• _MATERIAL FOR THIS EXERCISE_
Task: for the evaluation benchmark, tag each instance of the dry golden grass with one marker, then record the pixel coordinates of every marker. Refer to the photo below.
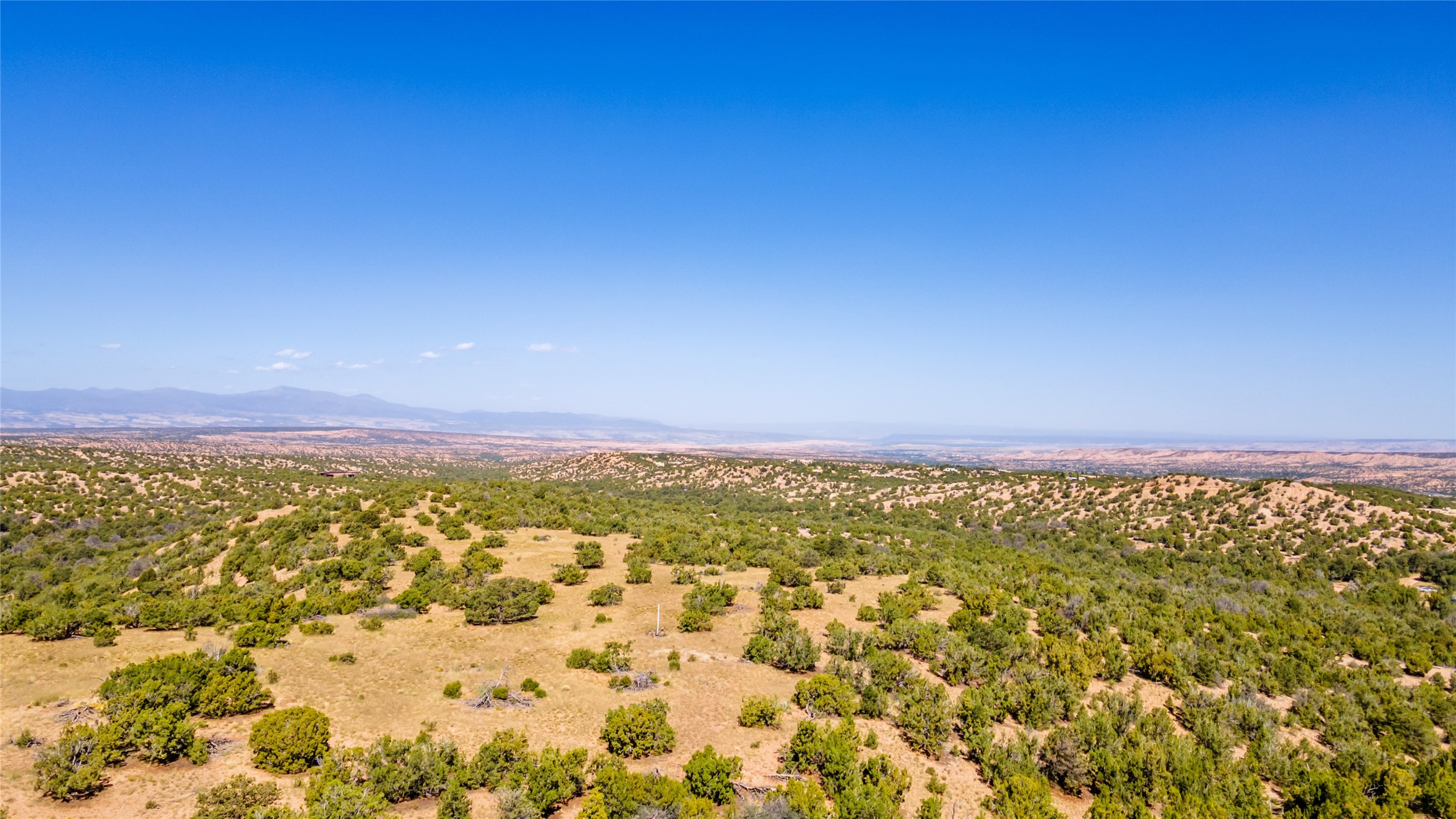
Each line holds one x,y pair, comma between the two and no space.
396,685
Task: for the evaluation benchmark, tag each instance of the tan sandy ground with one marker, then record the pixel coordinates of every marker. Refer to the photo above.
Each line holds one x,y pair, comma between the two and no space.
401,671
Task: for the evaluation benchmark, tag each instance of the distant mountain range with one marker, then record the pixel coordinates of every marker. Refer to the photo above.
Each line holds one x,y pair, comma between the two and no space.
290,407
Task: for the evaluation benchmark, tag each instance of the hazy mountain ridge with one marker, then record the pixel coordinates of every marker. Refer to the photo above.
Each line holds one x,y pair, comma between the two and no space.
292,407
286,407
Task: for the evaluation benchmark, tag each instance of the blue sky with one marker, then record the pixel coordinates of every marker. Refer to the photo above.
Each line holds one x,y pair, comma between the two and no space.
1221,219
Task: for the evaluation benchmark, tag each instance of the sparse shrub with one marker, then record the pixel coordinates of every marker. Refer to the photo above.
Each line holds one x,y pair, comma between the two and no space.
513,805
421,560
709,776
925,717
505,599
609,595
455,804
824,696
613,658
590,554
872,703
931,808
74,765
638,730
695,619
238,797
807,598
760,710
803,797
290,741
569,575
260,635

• _STATED GOAL_
Could you repeat the material word for word, beginning at the line that contains "of the sparse" and stopping after the final line of the material?

• _COMPLETE ANSWER_
Task: for the evaluation benchmark, tag each instance of the sparse shrub with one marker, then record the pixel coordinates of every marker. Refer to the photo above.
Each line holds one x,y pair, comma between the two and no space.
513,805
421,560
709,776
925,717
505,599
609,595
455,804
824,696
613,658
590,554
872,703
931,808
74,765
638,730
695,619
238,797
807,598
760,710
803,797
290,741
569,575
260,635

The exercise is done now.